### PASSAGE CITÉ ###
12. Après quelques jours passés à Capharnaüm, Jésus revient au temple et c’est là que fut prononcée cette parole, que nous rapporte saint Jean : « Détruisez ce temple et je le rebâtirai en trois jours[6]. » Il proclamait par là, non seulement que dans ce temple il était Dieu, le Verbe fait chair ; mais aussi qu’il a ressuscité cette chair, uniquement en ce sens qu’il ne fait qu’un avec son Père et qu’ils ne peuvent agir séparément. Dans tous les autres passages de l’Écriture nous lisons toujours que Dieu l’a ressuscité ; nulle part nous ne voyons rien qui annonce aussi clairement que, malgré cela, il s’est aussi ressuscité lui-même, comme étant un seul Dieu avec son Père : c’est là ce qu’exprime cette parole : « Détruisez ce temple et je le réédifierai en trois jours. »
### MATÉRIEL FOURNI ###
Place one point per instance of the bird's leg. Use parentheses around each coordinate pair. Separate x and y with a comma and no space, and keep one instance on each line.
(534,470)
###
→ **PETIT PROBLÈME**:
D'après le passage cité, où Jésus revient-il après quelques jours passés à Capharnaüm ? Appuyez-vous seulement sur le passage cité.

→ **RÉPONSE**:
Il revient au temple.